Extracted data:
##########
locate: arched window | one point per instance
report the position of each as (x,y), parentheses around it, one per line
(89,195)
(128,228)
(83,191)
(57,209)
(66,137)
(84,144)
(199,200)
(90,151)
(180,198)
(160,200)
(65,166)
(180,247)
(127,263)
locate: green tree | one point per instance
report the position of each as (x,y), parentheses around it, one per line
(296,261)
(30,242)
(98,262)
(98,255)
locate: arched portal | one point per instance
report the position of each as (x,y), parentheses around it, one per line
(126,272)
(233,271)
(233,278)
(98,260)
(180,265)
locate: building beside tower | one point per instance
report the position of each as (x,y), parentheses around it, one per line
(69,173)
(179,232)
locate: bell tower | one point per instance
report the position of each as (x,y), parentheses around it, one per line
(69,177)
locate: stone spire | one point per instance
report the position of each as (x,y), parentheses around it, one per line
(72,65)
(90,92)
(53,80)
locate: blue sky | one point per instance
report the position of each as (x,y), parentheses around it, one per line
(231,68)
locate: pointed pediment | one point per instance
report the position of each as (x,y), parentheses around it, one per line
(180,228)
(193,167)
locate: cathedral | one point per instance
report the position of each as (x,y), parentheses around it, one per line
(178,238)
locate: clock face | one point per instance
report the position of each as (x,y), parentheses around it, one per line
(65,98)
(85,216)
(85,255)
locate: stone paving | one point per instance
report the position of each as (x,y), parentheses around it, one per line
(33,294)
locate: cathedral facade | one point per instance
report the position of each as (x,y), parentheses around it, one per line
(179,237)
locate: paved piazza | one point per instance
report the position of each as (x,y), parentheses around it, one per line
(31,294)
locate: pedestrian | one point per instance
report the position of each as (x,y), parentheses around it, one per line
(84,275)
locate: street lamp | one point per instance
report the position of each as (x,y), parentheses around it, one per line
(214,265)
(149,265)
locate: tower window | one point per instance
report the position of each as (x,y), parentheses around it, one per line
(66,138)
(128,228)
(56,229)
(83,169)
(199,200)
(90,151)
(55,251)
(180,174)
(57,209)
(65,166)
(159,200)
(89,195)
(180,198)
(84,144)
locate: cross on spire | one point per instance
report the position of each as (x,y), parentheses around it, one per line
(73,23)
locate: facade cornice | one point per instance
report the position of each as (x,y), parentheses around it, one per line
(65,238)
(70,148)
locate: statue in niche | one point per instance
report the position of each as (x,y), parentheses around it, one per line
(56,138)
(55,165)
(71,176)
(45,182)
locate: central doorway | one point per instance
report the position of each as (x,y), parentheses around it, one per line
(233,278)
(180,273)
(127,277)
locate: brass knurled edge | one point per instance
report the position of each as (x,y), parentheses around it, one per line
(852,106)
##########
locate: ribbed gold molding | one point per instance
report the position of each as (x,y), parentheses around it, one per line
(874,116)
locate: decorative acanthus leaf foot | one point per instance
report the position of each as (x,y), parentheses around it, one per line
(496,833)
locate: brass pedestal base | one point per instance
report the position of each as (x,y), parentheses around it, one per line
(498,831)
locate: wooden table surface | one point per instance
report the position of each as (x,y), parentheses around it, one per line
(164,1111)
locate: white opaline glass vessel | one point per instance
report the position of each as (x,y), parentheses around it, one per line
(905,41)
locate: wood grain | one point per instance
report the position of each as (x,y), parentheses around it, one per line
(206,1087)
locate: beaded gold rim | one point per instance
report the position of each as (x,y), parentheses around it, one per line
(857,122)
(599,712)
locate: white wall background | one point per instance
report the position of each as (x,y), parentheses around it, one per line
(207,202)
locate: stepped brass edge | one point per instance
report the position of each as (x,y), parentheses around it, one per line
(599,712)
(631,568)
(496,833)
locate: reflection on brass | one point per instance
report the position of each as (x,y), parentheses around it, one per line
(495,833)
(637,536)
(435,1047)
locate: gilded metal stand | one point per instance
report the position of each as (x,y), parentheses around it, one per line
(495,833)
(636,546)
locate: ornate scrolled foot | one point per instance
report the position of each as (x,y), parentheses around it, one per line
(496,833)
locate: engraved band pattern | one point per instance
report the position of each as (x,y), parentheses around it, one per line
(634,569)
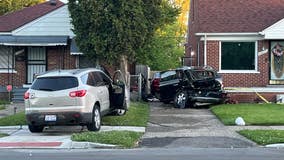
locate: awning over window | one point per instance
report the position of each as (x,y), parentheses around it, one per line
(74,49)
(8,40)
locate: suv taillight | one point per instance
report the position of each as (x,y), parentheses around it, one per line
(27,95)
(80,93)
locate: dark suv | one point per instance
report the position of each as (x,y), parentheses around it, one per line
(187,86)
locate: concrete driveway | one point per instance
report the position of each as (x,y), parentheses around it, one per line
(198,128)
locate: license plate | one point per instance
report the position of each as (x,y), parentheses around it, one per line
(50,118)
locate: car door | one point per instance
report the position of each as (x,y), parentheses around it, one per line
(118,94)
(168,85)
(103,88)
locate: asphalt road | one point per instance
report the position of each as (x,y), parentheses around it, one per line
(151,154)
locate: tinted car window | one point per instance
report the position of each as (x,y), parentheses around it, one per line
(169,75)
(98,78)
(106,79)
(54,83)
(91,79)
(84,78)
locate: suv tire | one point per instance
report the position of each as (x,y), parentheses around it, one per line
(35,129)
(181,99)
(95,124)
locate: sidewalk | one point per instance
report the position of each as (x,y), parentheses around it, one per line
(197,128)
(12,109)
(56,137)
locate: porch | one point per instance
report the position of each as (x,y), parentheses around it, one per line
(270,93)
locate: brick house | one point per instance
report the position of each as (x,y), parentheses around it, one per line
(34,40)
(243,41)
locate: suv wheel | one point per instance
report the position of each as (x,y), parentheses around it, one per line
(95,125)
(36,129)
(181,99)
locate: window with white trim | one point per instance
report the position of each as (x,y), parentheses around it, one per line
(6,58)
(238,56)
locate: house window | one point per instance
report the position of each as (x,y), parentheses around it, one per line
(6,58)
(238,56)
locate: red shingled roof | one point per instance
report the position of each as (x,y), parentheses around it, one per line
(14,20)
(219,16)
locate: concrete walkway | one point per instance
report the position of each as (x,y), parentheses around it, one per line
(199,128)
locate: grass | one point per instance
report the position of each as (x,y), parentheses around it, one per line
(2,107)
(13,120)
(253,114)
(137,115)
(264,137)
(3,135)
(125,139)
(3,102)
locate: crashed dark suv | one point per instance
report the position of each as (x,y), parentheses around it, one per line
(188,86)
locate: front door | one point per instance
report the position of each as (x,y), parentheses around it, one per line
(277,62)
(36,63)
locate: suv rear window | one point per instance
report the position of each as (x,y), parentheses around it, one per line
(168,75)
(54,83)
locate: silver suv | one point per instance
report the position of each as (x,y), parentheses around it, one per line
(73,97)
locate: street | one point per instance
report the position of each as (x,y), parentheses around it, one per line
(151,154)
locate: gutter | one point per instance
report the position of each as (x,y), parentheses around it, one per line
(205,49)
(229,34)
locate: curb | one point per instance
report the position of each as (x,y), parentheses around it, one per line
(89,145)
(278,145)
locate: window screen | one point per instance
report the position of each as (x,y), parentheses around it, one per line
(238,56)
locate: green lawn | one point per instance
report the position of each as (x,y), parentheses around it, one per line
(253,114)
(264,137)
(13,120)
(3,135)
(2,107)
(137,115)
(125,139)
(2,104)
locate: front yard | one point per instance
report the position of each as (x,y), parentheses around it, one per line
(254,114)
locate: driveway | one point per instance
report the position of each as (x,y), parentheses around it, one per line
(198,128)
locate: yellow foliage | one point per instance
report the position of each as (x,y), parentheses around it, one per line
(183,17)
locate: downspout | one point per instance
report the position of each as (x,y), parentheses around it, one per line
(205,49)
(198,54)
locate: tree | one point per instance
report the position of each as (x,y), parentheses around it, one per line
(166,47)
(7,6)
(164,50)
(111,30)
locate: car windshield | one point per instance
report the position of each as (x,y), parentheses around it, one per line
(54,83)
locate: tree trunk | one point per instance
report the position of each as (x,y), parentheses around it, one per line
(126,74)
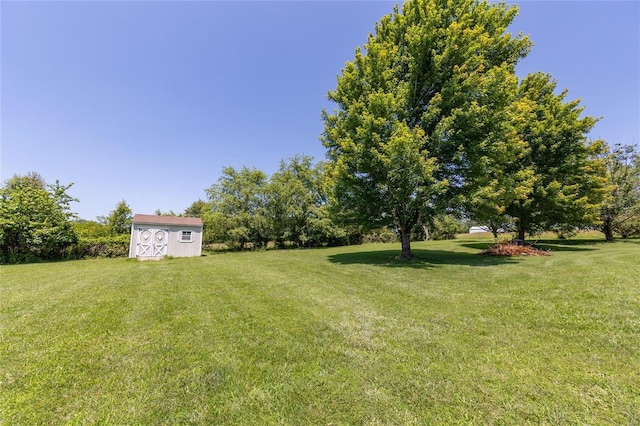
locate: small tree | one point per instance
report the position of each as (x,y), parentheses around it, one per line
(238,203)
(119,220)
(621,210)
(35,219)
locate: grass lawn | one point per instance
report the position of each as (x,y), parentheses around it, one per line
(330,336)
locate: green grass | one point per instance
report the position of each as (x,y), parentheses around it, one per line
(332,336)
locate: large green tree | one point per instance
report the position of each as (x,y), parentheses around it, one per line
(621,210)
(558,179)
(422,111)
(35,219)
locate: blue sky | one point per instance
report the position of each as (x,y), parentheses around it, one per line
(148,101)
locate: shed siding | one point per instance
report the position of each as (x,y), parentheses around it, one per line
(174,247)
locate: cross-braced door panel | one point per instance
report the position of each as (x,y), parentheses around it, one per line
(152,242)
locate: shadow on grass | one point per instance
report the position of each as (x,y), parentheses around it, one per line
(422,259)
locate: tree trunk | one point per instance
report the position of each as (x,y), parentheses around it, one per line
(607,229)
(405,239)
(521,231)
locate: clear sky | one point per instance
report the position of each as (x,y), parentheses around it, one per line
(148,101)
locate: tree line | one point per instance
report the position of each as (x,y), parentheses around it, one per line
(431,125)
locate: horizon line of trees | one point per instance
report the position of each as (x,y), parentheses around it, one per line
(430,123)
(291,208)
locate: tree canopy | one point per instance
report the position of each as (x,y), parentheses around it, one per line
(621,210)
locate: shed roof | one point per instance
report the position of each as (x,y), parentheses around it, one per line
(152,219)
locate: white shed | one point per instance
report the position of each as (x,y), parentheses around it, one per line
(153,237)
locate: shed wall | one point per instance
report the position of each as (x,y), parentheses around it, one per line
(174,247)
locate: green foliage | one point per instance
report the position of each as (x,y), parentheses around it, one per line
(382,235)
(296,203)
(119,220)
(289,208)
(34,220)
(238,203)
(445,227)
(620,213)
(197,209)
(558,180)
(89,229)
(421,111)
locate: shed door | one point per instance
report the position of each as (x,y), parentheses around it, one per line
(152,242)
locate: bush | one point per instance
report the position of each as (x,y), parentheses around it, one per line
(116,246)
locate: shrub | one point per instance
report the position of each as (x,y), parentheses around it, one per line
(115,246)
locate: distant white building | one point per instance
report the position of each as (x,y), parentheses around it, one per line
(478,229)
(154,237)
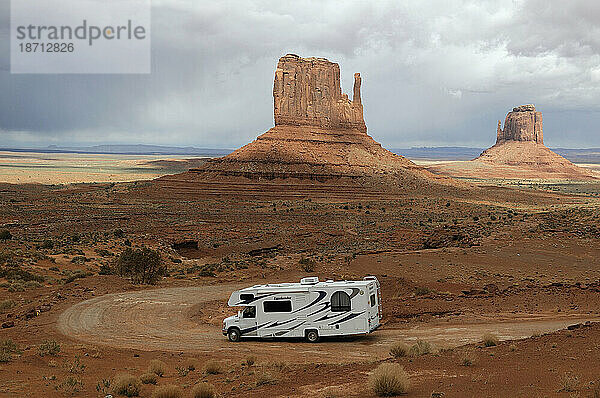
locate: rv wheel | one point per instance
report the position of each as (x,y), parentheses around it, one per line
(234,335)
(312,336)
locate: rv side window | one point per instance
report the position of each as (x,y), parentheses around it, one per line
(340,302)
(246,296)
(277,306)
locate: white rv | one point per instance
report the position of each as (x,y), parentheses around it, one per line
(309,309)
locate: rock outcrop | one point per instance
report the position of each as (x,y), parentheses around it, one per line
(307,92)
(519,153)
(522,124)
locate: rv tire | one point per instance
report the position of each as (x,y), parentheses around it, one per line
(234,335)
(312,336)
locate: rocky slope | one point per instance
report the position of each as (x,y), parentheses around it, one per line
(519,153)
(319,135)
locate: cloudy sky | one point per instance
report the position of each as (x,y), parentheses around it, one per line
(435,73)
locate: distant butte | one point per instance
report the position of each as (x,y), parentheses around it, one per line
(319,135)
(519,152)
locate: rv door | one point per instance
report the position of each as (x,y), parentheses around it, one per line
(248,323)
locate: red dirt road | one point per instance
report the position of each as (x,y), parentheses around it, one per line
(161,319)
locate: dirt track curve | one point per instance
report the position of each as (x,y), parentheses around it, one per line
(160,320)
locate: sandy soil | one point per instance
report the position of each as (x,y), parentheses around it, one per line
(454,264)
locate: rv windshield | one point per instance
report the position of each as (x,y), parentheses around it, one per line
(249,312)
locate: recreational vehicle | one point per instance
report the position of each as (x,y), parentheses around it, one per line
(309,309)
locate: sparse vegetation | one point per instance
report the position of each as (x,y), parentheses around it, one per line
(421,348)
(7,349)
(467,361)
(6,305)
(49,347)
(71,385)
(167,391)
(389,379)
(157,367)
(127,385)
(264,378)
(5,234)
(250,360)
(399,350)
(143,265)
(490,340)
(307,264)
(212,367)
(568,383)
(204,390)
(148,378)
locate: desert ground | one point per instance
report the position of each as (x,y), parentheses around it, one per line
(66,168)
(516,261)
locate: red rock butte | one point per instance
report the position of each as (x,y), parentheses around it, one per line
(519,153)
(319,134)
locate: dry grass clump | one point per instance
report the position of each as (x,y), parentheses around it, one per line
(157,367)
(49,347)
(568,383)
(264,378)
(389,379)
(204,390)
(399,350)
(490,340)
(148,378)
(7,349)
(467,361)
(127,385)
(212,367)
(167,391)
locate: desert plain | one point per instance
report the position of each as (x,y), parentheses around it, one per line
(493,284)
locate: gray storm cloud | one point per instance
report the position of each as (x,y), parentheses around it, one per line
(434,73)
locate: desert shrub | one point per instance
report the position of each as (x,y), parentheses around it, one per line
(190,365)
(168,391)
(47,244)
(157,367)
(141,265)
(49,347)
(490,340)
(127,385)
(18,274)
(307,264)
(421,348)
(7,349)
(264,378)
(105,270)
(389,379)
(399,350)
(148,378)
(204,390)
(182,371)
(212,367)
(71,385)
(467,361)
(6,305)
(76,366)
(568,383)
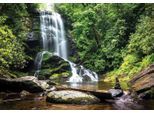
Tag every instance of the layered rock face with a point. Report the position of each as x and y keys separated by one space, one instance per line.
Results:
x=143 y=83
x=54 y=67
##########
Pull out each line of the records that contains the word "windshield".

locate: car windshield | one point per instance
locate: rv windshield | one point per instance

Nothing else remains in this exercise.